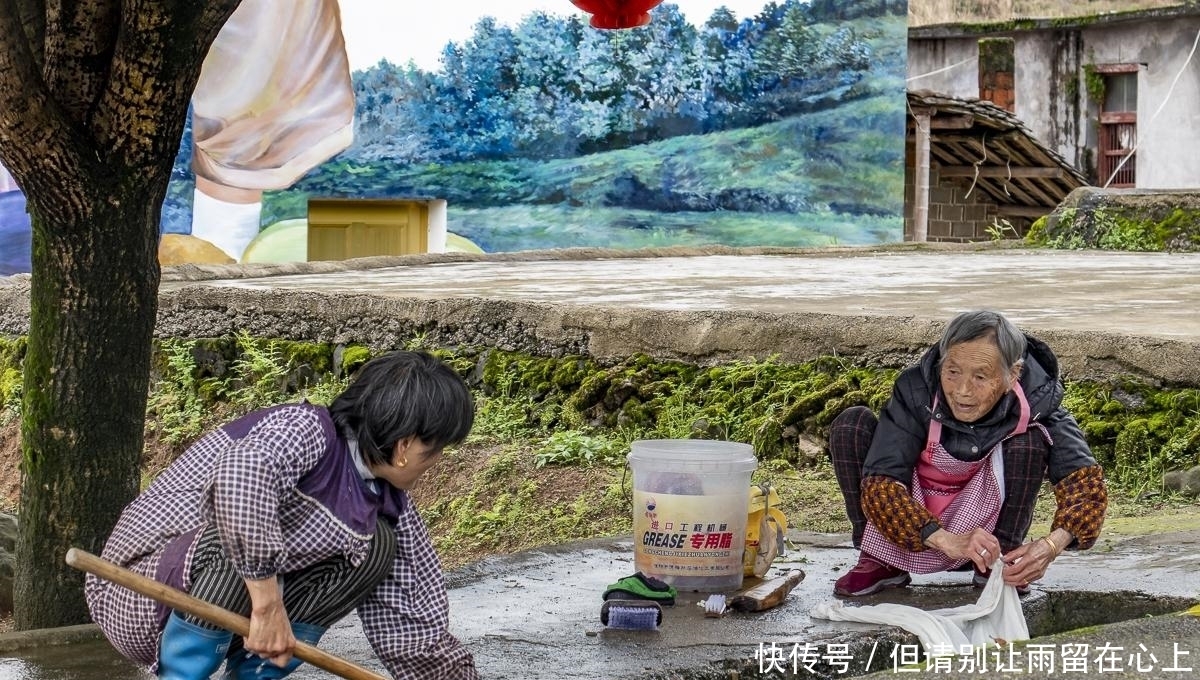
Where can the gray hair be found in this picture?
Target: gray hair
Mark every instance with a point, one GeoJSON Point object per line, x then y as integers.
{"type": "Point", "coordinates": [985, 324]}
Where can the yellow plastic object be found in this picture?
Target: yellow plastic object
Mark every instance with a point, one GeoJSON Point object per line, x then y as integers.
{"type": "Point", "coordinates": [766, 527]}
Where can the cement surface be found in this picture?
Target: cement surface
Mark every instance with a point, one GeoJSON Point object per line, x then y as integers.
{"type": "Point", "coordinates": [535, 615]}
{"type": "Point", "coordinates": [1152, 294]}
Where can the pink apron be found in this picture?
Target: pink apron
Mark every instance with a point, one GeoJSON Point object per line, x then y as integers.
{"type": "Point", "coordinates": [963, 495]}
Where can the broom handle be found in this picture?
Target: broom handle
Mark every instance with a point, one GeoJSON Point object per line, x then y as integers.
{"type": "Point", "coordinates": [184, 602]}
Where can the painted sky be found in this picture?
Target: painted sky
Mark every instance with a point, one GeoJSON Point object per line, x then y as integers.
{"type": "Point", "coordinates": [403, 30]}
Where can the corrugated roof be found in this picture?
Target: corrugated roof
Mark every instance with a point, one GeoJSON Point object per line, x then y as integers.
{"type": "Point", "coordinates": [940, 12]}
{"type": "Point", "coordinates": [990, 150]}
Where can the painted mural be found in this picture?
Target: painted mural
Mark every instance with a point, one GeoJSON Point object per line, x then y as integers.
{"type": "Point", "coordinates": [742, 124]}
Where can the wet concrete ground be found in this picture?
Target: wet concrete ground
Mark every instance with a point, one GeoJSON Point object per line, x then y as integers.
{"type": "Point", "coordinates": [535, 615]}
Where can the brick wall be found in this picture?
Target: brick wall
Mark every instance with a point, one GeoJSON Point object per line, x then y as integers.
{"type": "Point", "coordinates": [953, 216]}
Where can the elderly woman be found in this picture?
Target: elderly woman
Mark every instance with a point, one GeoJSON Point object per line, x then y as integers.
{"type": "Point", "coordinates": [948, 474]}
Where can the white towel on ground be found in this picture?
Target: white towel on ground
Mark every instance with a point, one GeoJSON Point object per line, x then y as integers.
{"type": "Point", "coordinates": [997, 615]}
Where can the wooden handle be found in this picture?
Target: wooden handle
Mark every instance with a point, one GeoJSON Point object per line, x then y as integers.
{"type": "Point", "coordinates": [767, 594]}
{"type": "Point", "coordinates": [184, 602]}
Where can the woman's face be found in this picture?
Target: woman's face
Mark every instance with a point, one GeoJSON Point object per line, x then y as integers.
{"type": "Point", "coordinates": [409, 459]}
{"type": "Point", "coordinates": [973, 378]}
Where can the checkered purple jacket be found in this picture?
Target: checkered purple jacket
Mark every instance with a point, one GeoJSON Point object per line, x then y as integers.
{"type": "Point", "coordinates": [249, 477]}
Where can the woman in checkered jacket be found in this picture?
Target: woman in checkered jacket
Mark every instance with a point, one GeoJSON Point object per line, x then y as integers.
{"type": "Point", "coordinates": [947, 476]}
{"type": "Point", "coordinates": [295, 516]}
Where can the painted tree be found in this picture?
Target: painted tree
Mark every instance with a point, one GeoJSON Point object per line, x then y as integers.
{"type": "Point", "coordinates": [93, 101]}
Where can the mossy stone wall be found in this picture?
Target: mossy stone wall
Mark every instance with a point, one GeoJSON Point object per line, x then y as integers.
{"type": "Point", "coordinates": [1135, 428]}
{"type": "Point", "coordinates": [1122, 220]}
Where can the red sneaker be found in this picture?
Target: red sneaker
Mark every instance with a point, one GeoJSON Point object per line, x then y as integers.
{"type": "Point", "coordinates": [869, 577]}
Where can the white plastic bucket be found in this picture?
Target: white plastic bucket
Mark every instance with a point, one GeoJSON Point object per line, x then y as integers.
{"type": "Point", "coordinates": [690, 505]}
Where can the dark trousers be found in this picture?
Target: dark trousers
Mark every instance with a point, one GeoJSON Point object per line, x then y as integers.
{"type": "Point", "coordinates": [1025, 468]}
{"type": "Point", "coordinates": [319, 595]}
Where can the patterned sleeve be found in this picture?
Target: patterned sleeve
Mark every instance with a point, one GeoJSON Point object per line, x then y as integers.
{"type": "Point", "coordinates": [406, 619]}
{"type": "Point", "coordinates": [1083, 499]}
{"type": "Point", "coordinates": [249, 480]}
{"type": "Point", "coordinates": [891, 507]}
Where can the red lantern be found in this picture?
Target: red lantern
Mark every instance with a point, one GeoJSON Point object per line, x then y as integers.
{"type": "Point", "coordinates": [618, 13]}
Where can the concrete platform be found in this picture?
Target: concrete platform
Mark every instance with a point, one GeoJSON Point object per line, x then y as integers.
{"type": "Point", "coordinates": [535, 615]}
{"type": "Point", "coordinates": [1152, 294]}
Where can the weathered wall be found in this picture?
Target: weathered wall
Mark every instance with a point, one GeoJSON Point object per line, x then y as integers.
{"type": "Point", "coordinates": [1059, 112]}
{"type": "Point", "coordinates": [957, 215]}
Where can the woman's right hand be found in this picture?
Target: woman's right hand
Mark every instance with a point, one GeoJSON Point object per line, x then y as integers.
{"type": "Point", "coordinates": [978, 547]}
{"type": "Point", "coordinates": [270, 632]}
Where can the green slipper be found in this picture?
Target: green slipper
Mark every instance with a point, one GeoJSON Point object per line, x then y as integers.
{"type": "Point", "coordinates": [641, 587]}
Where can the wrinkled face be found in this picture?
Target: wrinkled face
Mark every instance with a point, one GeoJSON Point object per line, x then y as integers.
{"type": "Point", "coordinates": [973, 378]}
{"type": "Point", "coordinates": [409, 461]}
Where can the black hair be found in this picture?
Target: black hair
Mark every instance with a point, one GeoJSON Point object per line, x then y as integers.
{"type": "Point", "coordinates": [402, 393]}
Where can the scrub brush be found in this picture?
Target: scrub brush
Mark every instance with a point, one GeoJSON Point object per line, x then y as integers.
{"type": "Point", "coordinates": [631, 614]}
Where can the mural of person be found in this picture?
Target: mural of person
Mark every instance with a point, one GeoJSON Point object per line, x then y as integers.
{"type": "Point", "coordinates": [274, 101]}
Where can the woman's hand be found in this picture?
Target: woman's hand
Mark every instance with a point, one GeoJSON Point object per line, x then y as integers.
{"type": "Point", "coordinates": [978, 547]}
{"type": "Point", "coordinates": [1030, 561]}
{"type": "Point", "coordinates": [270, 632]}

● **PROBLEM TO SOLVE**: Start to finish, write out the data above exactly, omitting all pictures.

● **OUTPUT OF THE TASK**:
Where can the gray hair be found in this picture?
Target: gray hair
Mark every instance with a point, one GeoJSON Point object per line, x then y as integers.
{"type": "Point", "coordinates": [985, 324]}
Where can the yellow plastic object be found in this picture?
Target: yellow plastic object
Mark every instance with a point, one GeoJSON Point object per line, x then y as integers.
{"type": "Point", "coordinates": [766, 527]}
Where can the cement surface be found in this picture?
Target: cement surface
Mark every instance with a point, one GeoJSON Point object per line, x then y as integers.
{"type": "Point", "coordinates": [535, 615]}
{"type": "Point", "coordinates": [1152, 294]}
Where can the pink apron be found in this picture?
Target: pink apron
Mark every instance with a point, one GeoJSON Point object per line, x then y as integers.
{"type": "Point", "coordinates": [963, 495]}
Where can the broom handle be found in this picture?
Target: broom handle
Mark every instance with a point, one GeoJSON Point object per line, x then y as integers.
{"type": "Point", "coordinates": [184, 602]}
Where can the painted sky be found in this picture?
Target: painted sky
Mark every instance with a point, one GeoJSON Point object per line, x then y as integers.
{"type": "Point", "coordinates": [403, 30]}
Where can the corrugated roof be found in this picture?
Target: corrugated roof
Mark every instance with a point, one GeoJSON Point object per line, x then y as integers.
{"type": "Point", "coordinates": [940, 12]}
{"type": "Point", "coordinates": [990, 150]}
Where can the painted mural be found in this picture?
Target: painted mural
Mark every instance with a point, one GeoJSON Point object per line, x then y as integers.
{"type": "Point", "coordinates": [742, 124]}
Where can the wet concrete ground be found in this picture?
Target: wet concrete ground
Mark every instance with a point, one GeoJSON Point object per line, x then y as integers.
{"type": "Point", "coordinates": [535, 615]}
Where can the brick wall be found in this picture?
Target: brick wall
Mark every instance with a point, one GeoJSON Point object per line, x then y as integers.
{"type": "Point", "coordinates": [953, 216]}
Where can the elderly woman be found in this picture?
Target: elderly woman
Mark every instance with a point, one GeoJSON Point object per line, x then y as integers.
{"type": "Point", "coordinates": [948, 474]}
Where can the white towel on ground be found in this picture?
Target: white towel on ground
Mark every instance with a point, one GeoJSON Point object per line, x then y as integers.
{"type": "Point", "coordinates": [997, 615]}
Where can the wooden handle be found in this picture?
Target: wooden handle
Mark every instance with a point, one GeoJSON Point object per line, x then y as integers.
{"type": "Point", "coordinates": [767, 594]}
{"type": "Point", "coordinates": [184, 602]}
Where can the woman's face be found in this picture?
Target: woman's face
Mark every instance with a point, one GeoJSON Point object per line, x then y as integers.
{"type": "Point", "coordinates": [409, 459]}
{"type": "Point", "coordinates": [973, 378]}
Where can the checkered purple jacket be found in this picture?
Target: checkered purple jacket
Mark every instance with a point, one GeoJSON Point object per line, x then y as integers.
{"type": "Point", "coordinates": [249, 477]}
Where can the woman in checkered jacket be found in this picture?
Target: woman in checkered jacket
Mark every instance with a point, one GeoJSON Point object per line, x then y as integers.
{"type": "Point", "coordinates": [947, 476]}
{"type": "Point", "coordinates": [295, 516]}
Where can the painted tree be found in this picture?
Target: painted tree
Mark every instance with a point, one GeoJSON Point object per line, x then y as integers.
{"type": "Point", "coordinates": [93, 101]}
Where can the mossy stone wall be found in this picture?
Target: mossy stone wall
Mark every instance with a point, one GeoJSON Point object per line, x then y as integers.
{"type": "Point", "coordinates": [1135, 428]}
{"type": "Point", "coordinates": [1122, 220]}
Where can the red sneaker be found in this picture?
Target: red sneaker
Mark every instance with a point, one GeoJSON Point object per line, x then y as integers.
{"type": "Point", "coordinates": [869, 577]}
Where can the white plastic bucket be found in this picture?
Target: white plastic bucket
Mark every instance with a point, one GeoJSON Point object per line, x then y as integers.
{"type": "Point", "coordinates": [690, 505]}
Where can the dark trousers be found in this picture?
Target: dark trousers
Mark every instance with a point, one GeoJSON Point object per line, x then y as integers.
{"type": "Point", "coordinates": [1025, 468]}
{"type": "Point", "coordinates": [319, 595]}
Where can the patterned sleeve be found in this picture?
Target: patterned sleeve
Mark every instance with a point, one GeoJSON Point object per line, x then y as integers.
{"type": "Point", "coordinates": [406, 619]}
{"type": "Point", "coordinates": [1083, 499]}
{"type": "Point", "coordinates": [249, 480]}
{"type": "Point", "coordinates": [891, 507]}
Where can the red lantern be found in this picture?
Target: red lantern
Mark every instance with a point, one GeoJSON Point object per line, x then y as integers.
{"type": "Point", "coordinates": [618, 13]}
Where can the concrete platform be found in this picture?
Target: concrete platform
Mark every instance with a point, one GeoJSON Point object per line, x then y as integers.
{"type": "Point", "coordinates": [535, 615]}
{"type": "Point", "coordinates": [1152, 294]}
Where can the weathered wall be found in this picture?
Target: weathered wall
Mark every instance with a point, one GeoJSON Point object per line, x then y as integers.
{"type": "Point", "coordinates": [1059, 112]}
{"type": "Point", "coordinates": [957, 215]}
Where can the woman's right hand be found in this picture?
Target: woman's right hand
Mark every instance with a point, one GeoJSON Point object per line, x then y as integers.
{"type": "Point", "coordinates": [978, 547]}
{"type": "Point", "coordinates": [270, 632]}
Where can the green slipper be found in this picture?
Target: green slipper
Mark every instance with a point, one GeoJSON Point object per line, x then y as integers.
{"type": "Point", "coordinates": [641, 587]}
Where can the wrinkled face be found in this picture?
Target: wrinkled face
Mark every instance with a point, one GeoJSON Point object per line, x then y as integers.
{"type": "Point", "coordinates": [973, 378]}
{"type": "Point", "coordinates": [409, 461]}
Where can the black hair be found in this picture?
Target: black hair
Mark every instance with a point, one GeoJSON Point object per line, x then y as integers.
{"type": "Point", "coordinates": [402, 393]}
Where can the scrub brush be found in this picture?
Target: scrub brush
Mark every instance with a point, one GeoJSON Point object per line, x then y as integers.
{"type": "Point", "coordinates": [631, 614]}
Where can the mural of person be found in this picture?
Target: mural of person
Mark every instance with a point, one GeoJSON Point object per line, x then y as integers.
{"type": "Point", "coordinates": [274, 101]}
Where can the woman's hand be found in this picture?
Target: woman's hand
Mark every instance with a point, one GeoJSON Point object per line, x then y as integers.
{"type": "Point", "coordinates": [978, 547]}
{"type": "Point", "coordinates": [1030, 561]}
{"type": "Point", "coordinates": [270, 632]}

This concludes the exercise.